• _EXPLORER LE TEXTE_:
- 1) Recopiez tout le passage du récit de consultation sur les mycoses, depuis « C’est un peu » jusqu'à « vider son sac. ».
- 2) Rédigez la suite du récit de consultation sur les mycoses à répétition, à partir de sa dernière phrase.

• _EXTRAIT À LIRE_:
........

« Je viens vous voir parce que je ne sais pas quoi faire. J’ai tout essayé, ne me jugez pas » dit-elle, avant même de poser son sac. Elle prend un siège, puis une grande inspiration et son courage à deux mains. « J’ai des mycoses à répétition, et je suis désespérée. Je suis sûr que vous allez me prendre pour une folle. »
− Et qu’est-ce qui vous pousse à penser ça ? »
C’est un peu un des trucs les plus courant en gynécologie faite par les sages-femmes, les mycoses. Le fait que cela soit des traitements locaux pour un truc chiant mais bénin fait que ces consultations tombent dans cette zone grise du « c’est pas totalement de la physiologie, mais c’est pas non plus totalement de la pathologie ».
Et j’ai l’impression que ce sujet ne passionne pas les foules.
On commence à discuter, dans une consultation moins cadrée que d’habitude. Je recule d’un pas et je la laisse vider son sac.
Ça a commencé il y a trois voir quatre mois, mais elle en avait déjà avant. Elle en a parlé à son médecin généraliste qui lui a proposer des antifongiques locaux (les mêmes, trois fois d’affilé), puis du Fluconazole (qui lui se prend par voie orale). Et ça a été mieux.
Mais une copine lui a dit que c’était pas génial les antifongiques à prendre tous le mois avant les règles, donc elle a arrêté, et… Ben elle a une mycose depuis 4 mois.

........

• _DONNÉES FOURNIES_:
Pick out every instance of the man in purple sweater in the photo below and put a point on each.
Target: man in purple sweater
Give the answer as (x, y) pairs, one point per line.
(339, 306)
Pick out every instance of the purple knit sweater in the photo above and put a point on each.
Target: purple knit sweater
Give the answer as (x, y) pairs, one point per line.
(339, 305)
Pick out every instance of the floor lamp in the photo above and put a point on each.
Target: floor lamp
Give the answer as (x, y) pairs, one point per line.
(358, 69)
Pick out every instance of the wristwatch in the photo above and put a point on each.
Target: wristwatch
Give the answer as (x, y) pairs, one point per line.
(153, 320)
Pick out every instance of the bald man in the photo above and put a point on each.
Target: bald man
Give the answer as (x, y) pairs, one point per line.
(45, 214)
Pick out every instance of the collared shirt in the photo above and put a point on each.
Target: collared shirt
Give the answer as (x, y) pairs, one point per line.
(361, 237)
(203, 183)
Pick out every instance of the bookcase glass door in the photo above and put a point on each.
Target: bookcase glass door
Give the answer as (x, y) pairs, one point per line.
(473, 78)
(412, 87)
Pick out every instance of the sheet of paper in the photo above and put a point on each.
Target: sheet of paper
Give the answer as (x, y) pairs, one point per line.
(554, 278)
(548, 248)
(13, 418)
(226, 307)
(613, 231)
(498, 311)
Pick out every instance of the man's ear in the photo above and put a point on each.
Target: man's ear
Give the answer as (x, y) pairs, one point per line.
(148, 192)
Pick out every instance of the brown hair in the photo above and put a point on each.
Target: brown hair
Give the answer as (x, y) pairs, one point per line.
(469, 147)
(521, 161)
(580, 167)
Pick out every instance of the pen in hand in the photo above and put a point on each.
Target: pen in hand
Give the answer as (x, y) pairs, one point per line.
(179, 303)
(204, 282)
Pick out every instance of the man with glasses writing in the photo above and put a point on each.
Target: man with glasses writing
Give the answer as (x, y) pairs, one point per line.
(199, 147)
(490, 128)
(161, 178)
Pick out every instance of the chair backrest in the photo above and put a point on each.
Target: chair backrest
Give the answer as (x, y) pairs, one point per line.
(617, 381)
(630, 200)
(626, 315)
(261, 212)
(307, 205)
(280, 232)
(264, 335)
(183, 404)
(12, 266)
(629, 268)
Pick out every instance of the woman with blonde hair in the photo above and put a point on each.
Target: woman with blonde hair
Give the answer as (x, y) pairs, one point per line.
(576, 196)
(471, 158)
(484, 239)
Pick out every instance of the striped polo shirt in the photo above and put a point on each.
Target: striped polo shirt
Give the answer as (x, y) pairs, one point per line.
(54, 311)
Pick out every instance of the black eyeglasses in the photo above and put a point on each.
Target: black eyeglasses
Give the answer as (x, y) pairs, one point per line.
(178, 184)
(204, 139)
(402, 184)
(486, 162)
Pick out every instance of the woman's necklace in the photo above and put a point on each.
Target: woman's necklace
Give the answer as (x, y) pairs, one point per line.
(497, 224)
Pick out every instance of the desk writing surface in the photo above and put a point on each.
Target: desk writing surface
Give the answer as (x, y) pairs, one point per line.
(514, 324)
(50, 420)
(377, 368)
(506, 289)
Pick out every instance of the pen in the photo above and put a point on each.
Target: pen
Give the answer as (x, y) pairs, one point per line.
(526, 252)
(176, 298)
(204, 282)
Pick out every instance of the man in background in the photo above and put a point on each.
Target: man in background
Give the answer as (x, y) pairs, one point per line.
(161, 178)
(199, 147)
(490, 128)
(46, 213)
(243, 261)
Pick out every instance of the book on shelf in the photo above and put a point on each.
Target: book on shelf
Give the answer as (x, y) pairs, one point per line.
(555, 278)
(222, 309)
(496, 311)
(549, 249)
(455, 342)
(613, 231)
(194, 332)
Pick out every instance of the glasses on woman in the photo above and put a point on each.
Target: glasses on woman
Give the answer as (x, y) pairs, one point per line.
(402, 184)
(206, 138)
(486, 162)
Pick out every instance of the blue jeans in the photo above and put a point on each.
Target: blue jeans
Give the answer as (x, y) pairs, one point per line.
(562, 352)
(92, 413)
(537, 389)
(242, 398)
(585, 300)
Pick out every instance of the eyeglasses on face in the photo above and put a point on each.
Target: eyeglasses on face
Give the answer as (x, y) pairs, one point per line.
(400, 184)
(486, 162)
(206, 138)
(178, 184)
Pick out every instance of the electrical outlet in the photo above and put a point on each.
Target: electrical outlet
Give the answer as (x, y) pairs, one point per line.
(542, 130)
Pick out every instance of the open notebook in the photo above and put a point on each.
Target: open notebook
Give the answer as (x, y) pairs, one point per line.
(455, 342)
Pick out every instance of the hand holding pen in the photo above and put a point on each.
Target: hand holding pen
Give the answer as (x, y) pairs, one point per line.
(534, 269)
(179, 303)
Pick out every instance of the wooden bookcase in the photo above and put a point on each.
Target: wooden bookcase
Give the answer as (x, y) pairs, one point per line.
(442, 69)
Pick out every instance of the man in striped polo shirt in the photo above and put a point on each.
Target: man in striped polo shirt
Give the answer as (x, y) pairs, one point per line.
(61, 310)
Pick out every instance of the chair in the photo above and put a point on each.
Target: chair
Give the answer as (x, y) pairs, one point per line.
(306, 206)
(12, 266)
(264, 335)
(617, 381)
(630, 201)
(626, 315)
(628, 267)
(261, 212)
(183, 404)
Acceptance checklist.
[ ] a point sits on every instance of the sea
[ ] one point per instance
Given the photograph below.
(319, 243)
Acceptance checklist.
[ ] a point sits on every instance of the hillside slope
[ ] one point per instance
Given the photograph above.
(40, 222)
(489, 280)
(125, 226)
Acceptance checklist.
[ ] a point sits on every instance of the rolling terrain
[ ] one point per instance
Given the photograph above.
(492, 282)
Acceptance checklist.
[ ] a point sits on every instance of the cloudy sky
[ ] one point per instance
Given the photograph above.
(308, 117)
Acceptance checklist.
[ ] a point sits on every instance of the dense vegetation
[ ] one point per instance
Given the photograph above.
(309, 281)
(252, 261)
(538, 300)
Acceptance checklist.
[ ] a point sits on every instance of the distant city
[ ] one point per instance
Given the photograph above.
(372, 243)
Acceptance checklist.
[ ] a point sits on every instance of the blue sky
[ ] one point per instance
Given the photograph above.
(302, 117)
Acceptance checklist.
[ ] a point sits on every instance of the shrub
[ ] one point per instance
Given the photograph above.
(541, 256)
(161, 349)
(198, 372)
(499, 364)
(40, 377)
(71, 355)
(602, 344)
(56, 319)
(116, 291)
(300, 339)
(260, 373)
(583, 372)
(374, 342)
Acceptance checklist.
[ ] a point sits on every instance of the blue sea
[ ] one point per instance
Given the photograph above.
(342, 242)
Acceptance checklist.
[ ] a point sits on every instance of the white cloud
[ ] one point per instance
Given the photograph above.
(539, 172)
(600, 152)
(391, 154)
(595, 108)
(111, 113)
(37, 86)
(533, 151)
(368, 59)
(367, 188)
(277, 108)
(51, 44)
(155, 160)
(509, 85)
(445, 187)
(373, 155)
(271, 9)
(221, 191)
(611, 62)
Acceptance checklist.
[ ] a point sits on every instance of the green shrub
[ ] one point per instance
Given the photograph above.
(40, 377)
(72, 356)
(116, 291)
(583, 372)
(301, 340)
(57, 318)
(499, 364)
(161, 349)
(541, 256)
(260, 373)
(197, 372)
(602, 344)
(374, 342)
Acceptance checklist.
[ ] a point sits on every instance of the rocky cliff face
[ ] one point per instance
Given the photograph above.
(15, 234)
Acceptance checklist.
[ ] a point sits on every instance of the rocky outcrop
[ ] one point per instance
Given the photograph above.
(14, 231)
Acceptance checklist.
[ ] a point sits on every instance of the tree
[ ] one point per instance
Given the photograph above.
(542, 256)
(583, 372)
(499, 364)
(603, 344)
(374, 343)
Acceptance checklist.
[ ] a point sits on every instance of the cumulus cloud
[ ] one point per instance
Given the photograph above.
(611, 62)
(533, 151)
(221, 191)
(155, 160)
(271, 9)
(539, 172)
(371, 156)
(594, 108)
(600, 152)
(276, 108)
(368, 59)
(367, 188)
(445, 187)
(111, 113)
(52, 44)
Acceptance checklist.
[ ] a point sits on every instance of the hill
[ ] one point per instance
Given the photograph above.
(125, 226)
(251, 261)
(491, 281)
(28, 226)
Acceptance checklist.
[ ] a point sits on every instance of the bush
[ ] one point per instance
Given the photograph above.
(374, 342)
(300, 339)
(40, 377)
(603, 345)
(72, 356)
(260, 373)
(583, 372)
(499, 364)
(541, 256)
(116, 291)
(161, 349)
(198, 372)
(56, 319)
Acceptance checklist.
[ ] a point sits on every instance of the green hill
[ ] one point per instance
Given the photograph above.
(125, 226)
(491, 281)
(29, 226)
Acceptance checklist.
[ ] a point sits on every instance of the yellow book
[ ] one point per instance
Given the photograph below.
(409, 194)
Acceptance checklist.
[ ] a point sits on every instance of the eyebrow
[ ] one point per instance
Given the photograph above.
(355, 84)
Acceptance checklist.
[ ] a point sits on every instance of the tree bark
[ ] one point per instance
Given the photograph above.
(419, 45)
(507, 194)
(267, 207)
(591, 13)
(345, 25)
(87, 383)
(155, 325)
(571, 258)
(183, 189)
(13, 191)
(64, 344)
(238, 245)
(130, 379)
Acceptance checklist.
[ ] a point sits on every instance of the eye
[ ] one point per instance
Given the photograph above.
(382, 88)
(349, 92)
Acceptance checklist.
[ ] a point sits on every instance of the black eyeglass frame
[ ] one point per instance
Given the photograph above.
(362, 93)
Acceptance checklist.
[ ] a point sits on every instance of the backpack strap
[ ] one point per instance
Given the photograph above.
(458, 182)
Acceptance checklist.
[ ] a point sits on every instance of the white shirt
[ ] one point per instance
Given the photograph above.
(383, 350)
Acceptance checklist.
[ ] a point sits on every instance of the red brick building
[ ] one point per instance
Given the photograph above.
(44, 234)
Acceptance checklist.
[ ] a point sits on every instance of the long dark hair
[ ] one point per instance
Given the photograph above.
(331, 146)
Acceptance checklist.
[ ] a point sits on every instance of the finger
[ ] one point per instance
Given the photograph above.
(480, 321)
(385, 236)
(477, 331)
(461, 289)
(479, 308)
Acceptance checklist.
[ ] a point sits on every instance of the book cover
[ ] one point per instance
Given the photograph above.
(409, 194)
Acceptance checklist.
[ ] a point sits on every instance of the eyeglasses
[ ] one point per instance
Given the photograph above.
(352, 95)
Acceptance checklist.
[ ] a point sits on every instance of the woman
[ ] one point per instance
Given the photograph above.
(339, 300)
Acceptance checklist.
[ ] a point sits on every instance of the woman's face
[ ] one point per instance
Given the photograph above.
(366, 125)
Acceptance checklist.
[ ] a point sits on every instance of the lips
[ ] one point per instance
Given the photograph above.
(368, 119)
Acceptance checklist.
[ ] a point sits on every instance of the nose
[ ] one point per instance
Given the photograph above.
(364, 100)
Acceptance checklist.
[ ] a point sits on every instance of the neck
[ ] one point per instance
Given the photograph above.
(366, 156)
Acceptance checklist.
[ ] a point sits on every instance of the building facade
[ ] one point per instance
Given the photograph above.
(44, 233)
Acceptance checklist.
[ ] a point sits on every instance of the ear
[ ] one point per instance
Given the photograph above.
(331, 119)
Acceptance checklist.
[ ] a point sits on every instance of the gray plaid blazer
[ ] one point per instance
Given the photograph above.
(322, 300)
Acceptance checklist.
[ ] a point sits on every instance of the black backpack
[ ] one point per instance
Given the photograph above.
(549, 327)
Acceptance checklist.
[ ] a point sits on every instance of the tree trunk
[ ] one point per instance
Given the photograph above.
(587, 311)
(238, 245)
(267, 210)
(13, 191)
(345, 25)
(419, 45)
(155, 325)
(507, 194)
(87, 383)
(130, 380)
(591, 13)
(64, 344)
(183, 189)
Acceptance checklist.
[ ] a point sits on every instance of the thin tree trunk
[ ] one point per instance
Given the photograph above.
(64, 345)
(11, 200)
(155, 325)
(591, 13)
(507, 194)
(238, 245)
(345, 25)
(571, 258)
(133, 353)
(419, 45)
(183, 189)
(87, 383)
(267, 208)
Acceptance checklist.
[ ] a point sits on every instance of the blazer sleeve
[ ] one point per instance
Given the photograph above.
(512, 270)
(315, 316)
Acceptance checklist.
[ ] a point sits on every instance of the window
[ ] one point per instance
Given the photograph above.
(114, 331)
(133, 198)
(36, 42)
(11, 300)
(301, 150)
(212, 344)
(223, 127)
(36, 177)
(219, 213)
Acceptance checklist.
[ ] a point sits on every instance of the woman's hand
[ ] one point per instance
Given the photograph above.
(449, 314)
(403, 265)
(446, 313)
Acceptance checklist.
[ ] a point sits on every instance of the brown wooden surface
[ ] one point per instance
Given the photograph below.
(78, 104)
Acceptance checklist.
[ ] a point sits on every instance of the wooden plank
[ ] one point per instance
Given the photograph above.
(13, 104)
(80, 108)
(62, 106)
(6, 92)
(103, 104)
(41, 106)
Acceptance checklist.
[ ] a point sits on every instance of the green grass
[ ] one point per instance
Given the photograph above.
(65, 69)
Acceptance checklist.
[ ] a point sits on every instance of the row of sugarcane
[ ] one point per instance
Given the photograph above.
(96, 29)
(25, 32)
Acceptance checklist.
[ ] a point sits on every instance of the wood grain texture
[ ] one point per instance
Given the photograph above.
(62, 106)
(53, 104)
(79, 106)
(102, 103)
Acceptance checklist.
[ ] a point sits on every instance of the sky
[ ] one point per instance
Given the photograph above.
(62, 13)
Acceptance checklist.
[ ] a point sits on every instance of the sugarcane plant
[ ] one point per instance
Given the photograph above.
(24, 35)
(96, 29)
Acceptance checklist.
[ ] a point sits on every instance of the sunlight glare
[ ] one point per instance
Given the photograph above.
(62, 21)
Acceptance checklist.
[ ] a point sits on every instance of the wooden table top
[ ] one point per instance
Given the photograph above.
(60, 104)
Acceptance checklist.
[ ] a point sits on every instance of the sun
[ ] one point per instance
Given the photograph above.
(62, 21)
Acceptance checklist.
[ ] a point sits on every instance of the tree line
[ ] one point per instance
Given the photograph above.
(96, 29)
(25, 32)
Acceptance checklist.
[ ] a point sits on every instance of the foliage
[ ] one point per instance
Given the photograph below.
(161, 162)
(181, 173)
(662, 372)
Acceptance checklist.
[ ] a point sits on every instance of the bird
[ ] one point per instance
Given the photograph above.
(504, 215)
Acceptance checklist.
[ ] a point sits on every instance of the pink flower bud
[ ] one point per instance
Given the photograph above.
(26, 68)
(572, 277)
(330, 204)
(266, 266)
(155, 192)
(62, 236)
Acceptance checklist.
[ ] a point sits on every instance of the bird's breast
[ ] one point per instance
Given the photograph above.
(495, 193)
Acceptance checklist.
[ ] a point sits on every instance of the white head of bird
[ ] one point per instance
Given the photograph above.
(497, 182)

........

• _RÉPONSES PAR NUMÉRO_:
- 1)
C’est un peu un des trucs les plus courant en gynécologie faite par les sages-femmes, les mycoses. Le fait que cela soit des traitements locaux pour un truc chiant mais bénin fait que ces consultations tombent dans cette zone grise du « c’est pas totalement de la physiologie, mais c’est pas non plus totalement de la pathologie ».
Et j’ai l’impression que ce sujet ne passionne pas les foules.
On commence à discuter, dans une consultation moins cadrée que d’habitude. Je recule d’un pas et je la laisse vider son sac.

- 2)
Au début elle en a parlé avec son médecin, en lui précisant que les antifongiques ne lui plaisaient pas, et qu’elle voulait un truc moins médicamenteux.
Son médecin lui a prescrit de l’homéopathie.
Commenter cette décision reviendrait à tirer sur une ambulance en feu, je vous ferai grâce.
Comme au bout des deux semaines requises − deux semaines de douleurs, brulures, rapports sexuels impossibles − ça ne s’améliorait pas, elle a commencé à se renseigner sur internet, et un océan s’est ouvert à elle. Des spécialistes de la mycoses, des gens qui parlaient savamment de corps, et de flore, et de déséquilibre.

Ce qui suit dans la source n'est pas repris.